**Records for this exercise**
>>>
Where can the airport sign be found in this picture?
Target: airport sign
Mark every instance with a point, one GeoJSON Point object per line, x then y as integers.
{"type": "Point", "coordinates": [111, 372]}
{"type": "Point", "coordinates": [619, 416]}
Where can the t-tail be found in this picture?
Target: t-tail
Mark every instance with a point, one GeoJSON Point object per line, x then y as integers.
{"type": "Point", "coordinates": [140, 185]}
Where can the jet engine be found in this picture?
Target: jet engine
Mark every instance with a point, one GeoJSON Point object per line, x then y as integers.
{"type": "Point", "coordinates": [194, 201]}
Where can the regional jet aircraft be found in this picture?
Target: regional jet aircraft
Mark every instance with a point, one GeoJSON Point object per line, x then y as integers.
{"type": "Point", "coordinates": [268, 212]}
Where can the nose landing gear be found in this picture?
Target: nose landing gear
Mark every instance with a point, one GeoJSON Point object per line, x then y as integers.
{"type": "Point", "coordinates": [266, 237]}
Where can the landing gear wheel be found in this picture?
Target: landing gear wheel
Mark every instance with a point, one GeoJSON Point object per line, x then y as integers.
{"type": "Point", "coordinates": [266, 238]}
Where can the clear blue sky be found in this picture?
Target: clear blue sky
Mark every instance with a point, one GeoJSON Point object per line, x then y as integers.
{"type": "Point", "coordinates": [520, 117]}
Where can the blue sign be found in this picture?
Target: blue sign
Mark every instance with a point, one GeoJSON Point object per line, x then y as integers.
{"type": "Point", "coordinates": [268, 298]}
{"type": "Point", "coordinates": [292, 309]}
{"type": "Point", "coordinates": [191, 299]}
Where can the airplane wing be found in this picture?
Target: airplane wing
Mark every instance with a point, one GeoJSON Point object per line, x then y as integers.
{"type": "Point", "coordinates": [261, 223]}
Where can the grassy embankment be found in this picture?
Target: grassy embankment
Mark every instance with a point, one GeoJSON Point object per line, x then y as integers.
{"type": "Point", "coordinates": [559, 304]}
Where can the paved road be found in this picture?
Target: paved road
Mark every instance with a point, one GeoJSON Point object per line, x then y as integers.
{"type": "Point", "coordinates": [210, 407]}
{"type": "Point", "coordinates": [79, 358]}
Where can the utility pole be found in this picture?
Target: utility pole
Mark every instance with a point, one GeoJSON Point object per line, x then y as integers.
<<<
>>>
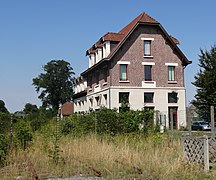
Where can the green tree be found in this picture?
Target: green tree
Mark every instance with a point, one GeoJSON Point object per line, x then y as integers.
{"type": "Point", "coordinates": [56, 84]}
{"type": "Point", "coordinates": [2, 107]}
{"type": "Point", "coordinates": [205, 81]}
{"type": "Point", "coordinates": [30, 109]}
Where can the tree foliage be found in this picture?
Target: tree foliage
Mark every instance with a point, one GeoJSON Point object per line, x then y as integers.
<<<
**Exercise instructions**
Please give back exactly the lines of the listing above that run from the one containing "Where can the airport" through the one containing "Target: regional jet aircraft", and only those.

**Answer to the problem**
Where can the airport sign be found in this picture?
Target: airport sign
Mark every instance with a point, one GeoJSON Point object per line, x then y as integers.
{"type": "Point", "coordinates": [111, 372]}
{"type": "Point", "coordinates": [619, 416]}
Where can the t-tail be found in this picture?
Target: t-tail
Mark every instance with a point, one GeoJSON Point object per line, x then y as integers.
{"type": "Point", "coordinates": [140, 185]}
Where can the jet engine be found in this picture?
Target: jet engine
Mark every instance with a point, one GeoJSON Point object per line, x then y as integers.
{"type": "Point", "coordinates": [194, 201]}
Where can the regional jet aircraft be found in this picture?
Target: regional jet aircraft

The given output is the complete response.